>> begin Exercise material
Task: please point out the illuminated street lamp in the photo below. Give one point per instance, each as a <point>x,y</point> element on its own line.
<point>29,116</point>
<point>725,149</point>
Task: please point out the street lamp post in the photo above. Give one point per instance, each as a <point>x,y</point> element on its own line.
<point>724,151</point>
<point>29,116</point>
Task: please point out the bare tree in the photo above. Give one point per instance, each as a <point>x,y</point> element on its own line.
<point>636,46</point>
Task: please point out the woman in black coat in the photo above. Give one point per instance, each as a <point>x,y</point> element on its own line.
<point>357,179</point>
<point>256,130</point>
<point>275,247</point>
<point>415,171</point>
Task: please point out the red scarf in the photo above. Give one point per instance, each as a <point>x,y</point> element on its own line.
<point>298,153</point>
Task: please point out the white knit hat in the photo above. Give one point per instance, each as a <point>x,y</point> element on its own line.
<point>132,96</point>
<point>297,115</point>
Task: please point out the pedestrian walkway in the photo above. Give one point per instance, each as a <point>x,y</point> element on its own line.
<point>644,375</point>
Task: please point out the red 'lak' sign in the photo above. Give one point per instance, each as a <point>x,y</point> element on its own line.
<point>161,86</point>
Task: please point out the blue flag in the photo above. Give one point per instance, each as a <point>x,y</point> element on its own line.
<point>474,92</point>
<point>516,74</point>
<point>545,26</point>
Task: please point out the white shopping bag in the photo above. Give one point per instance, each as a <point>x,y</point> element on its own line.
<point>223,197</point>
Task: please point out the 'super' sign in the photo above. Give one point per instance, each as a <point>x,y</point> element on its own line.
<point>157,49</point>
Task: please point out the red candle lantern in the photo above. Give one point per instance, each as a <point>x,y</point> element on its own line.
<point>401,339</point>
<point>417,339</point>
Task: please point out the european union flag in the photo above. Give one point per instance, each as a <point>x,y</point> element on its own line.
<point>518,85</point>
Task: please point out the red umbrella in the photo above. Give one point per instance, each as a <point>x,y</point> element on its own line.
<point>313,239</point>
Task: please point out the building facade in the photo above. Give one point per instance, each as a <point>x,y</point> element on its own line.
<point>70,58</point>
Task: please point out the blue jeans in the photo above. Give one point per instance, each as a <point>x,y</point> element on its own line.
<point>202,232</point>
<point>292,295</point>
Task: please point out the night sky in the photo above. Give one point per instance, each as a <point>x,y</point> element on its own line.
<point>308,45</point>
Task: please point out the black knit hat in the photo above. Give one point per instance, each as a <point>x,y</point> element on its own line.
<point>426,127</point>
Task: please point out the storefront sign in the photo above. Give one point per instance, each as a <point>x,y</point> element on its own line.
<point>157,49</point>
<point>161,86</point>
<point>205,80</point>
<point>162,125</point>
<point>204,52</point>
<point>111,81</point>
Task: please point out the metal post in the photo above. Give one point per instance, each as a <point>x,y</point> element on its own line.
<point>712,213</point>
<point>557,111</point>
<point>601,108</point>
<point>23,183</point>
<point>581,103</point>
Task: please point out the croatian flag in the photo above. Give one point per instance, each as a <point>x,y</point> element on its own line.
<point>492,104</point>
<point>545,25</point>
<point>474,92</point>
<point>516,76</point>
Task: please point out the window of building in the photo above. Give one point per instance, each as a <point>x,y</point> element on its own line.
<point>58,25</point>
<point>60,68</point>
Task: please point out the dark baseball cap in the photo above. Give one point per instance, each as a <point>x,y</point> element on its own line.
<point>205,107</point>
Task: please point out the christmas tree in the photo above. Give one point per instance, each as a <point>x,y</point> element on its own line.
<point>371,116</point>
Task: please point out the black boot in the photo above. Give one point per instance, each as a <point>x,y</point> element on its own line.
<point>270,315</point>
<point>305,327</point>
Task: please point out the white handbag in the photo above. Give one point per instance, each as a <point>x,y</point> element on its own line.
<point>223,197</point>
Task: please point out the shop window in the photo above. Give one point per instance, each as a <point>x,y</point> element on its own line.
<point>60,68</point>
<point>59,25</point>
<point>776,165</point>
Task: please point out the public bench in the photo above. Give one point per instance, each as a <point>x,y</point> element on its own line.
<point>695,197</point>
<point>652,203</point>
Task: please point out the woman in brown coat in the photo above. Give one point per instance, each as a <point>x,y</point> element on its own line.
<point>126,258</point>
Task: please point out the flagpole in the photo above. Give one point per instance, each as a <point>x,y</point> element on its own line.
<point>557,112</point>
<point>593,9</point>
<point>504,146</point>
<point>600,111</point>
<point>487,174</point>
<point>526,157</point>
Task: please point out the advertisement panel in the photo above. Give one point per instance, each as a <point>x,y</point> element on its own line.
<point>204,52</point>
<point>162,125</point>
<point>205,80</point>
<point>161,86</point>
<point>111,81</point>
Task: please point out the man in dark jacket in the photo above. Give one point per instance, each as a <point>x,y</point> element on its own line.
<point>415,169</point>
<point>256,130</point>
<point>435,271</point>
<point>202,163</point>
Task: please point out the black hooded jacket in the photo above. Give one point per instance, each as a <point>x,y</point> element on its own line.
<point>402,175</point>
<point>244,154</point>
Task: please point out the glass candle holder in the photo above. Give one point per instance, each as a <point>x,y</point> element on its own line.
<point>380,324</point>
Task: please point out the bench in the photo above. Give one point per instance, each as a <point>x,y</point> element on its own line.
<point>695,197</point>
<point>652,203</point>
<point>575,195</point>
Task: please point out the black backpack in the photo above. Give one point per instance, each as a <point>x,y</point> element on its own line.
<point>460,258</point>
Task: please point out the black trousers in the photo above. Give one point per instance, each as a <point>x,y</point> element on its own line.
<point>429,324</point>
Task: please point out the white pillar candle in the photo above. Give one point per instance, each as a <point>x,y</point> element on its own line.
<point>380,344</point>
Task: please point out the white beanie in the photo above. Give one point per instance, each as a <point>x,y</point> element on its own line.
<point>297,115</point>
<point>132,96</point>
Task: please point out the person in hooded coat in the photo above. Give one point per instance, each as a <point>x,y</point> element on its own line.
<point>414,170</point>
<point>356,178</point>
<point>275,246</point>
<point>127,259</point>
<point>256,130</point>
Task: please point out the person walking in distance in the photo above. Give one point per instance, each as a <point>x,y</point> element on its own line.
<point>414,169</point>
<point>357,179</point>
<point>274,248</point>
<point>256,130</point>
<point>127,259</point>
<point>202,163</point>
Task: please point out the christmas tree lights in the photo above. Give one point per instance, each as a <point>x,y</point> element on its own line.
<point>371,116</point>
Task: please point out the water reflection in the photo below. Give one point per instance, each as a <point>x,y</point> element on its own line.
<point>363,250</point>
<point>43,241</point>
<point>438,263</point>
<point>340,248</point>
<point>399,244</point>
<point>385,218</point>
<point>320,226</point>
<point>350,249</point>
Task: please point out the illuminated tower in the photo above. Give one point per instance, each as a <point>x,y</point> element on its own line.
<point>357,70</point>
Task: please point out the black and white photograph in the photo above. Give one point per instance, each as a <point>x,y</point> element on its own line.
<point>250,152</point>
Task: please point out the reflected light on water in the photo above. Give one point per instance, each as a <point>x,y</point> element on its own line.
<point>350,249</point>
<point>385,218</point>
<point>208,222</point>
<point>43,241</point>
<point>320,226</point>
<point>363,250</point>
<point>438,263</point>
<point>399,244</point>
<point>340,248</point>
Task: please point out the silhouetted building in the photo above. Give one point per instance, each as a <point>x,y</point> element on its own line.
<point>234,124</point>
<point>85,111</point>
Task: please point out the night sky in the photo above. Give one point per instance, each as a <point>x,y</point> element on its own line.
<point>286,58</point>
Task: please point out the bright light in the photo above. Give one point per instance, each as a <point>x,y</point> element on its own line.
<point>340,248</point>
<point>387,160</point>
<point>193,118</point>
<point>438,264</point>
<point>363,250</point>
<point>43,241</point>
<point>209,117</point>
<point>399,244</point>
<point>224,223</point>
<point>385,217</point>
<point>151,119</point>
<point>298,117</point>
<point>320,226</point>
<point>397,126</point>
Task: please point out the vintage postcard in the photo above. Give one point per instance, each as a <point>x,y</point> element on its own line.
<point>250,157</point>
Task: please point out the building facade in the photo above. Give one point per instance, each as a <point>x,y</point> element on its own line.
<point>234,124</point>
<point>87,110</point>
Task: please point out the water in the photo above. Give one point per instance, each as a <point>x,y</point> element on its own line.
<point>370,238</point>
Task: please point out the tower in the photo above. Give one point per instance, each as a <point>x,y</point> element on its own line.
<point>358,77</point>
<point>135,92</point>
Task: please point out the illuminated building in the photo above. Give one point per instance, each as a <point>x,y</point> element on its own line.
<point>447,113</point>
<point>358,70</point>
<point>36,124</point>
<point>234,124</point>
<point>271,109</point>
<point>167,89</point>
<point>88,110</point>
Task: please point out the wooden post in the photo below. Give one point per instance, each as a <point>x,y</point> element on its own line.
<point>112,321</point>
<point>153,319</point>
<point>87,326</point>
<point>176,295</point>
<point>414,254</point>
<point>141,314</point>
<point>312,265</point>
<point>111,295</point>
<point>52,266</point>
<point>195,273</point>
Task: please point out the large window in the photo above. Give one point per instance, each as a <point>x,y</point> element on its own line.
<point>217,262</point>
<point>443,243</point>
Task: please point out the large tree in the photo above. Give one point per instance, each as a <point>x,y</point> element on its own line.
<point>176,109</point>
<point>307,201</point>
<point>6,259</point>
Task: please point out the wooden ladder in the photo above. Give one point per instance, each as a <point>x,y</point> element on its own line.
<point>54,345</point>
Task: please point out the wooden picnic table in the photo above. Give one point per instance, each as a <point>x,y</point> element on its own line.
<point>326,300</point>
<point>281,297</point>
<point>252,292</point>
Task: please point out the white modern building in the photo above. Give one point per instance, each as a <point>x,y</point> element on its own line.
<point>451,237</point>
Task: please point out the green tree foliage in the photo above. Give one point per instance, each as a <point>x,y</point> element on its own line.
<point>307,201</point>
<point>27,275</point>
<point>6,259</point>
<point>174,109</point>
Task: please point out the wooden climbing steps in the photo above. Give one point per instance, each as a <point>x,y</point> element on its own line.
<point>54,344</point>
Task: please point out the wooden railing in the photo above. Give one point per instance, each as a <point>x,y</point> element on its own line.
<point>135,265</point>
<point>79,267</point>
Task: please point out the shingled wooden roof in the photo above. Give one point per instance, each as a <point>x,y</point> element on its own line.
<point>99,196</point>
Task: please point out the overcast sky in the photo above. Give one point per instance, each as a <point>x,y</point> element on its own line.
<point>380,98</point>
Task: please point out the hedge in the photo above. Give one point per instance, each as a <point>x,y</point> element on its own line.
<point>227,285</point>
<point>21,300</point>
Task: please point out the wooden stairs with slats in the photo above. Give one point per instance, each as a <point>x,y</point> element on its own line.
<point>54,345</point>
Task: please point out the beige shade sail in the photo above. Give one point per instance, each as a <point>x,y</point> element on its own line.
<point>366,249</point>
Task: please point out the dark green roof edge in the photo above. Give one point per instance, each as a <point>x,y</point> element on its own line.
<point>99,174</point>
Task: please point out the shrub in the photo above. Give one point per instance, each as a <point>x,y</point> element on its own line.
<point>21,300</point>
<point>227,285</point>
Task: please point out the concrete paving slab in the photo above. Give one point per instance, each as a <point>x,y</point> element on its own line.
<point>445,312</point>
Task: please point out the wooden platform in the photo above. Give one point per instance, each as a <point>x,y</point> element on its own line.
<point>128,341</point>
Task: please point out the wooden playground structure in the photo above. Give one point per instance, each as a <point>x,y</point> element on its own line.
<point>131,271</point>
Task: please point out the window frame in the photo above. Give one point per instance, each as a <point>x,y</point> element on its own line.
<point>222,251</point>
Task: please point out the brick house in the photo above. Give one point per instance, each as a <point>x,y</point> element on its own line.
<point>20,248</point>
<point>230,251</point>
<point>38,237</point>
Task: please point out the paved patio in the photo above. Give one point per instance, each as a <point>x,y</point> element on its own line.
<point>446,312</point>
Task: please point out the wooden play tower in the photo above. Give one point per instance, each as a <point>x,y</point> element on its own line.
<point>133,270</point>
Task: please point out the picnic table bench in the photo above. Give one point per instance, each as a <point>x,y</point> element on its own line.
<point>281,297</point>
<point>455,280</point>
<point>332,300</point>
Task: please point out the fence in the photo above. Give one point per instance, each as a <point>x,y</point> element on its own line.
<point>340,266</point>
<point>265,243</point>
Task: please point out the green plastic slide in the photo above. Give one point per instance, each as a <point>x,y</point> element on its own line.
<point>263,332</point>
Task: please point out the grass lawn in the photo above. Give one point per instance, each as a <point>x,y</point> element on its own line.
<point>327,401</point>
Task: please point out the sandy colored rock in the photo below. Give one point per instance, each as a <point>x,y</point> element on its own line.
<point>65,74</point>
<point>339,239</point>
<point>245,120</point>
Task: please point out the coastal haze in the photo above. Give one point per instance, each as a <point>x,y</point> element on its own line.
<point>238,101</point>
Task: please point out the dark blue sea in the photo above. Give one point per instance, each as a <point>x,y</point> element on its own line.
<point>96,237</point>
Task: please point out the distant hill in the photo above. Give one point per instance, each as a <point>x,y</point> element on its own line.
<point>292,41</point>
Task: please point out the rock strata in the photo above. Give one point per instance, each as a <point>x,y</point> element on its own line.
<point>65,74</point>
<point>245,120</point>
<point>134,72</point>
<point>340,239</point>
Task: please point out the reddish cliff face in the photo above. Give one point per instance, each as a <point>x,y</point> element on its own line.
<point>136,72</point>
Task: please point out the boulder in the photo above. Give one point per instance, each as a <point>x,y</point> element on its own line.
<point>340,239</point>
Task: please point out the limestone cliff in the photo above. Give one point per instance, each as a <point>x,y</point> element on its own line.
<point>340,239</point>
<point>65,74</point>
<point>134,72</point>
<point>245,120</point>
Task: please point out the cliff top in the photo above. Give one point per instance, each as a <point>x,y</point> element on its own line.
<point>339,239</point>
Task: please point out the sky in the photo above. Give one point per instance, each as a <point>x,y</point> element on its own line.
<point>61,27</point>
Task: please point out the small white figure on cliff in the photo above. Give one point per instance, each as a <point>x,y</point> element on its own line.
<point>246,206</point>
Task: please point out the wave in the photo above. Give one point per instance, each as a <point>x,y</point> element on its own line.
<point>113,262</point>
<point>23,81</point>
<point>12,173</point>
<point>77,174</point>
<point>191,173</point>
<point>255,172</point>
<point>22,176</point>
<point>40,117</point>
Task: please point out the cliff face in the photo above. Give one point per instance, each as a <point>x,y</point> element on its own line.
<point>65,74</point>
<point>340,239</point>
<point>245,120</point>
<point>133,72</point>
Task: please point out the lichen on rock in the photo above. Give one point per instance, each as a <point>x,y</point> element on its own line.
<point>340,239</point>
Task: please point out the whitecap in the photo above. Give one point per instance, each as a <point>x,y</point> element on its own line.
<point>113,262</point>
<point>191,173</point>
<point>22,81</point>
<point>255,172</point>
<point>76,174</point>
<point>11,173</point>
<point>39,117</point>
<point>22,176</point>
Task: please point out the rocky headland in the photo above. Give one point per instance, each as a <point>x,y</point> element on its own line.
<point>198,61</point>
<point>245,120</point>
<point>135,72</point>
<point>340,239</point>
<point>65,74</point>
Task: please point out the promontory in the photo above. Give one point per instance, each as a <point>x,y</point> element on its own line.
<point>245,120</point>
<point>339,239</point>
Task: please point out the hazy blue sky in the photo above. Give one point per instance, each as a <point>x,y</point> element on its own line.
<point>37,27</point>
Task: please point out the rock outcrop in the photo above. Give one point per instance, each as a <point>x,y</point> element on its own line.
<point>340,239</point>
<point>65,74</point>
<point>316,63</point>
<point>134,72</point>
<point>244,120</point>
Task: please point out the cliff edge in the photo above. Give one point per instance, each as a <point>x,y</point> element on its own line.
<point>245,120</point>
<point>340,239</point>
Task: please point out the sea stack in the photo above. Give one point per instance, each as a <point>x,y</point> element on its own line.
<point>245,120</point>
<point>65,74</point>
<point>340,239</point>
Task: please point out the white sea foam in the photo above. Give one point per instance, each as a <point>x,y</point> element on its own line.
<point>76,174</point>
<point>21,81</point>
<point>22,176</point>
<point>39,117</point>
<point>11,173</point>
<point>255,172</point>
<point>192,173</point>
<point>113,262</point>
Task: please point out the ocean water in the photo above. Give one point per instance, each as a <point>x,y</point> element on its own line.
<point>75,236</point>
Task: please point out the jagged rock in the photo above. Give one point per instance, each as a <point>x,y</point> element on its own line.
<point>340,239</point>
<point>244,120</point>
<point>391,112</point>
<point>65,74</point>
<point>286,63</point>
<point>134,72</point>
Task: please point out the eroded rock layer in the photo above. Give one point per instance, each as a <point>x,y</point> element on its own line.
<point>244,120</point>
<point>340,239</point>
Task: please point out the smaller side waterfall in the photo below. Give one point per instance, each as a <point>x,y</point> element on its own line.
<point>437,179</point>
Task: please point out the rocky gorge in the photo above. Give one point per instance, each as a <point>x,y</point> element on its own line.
>> end Exercise material
Exercise instructions
Repeat everything in the material above from the line containing "Task: please point out the concrete" down to the line containing "<point>133,270</point>", both of those lines included, and nothing else.

Solution to this problem
Task: please point out the concrete paving slab in the photo above. Give one point per instance, each as a <point>x,y</point> element on its own line.
<point>445,312</point>
Task: please point out the wooden platform in the photo above. Give one point per instance, each as a <point>x,y</point> element on its own line.
<point>128,341</point>
Task: please point out the wooden playground structure in the photo above. Give one point per instance, each as a <point>x,y</point> element on its own line.
<point>131,271</point>
Task: please point out the window frame in the photo above. Give one point per instance, each as a <point>x,y</point> element on its own line.
<point>222,251</point>
Task: please point out the brick house in the photo above. Give one point per instance, each as a <point>x,y</point> element on its own line.
<point>20,248</point>
<point>230,251</point>
<point>38,237</point>
Task: please point out the paved patio in the photo above. Give one point per instance, each as a <point>x,y</point> element on its own line.
<point>446,312</point>
Task: please point out the wooden play tower in the photo above. Give one point per instance, each as a <point>x,y</point> element on its own line.
<point>133,270</point>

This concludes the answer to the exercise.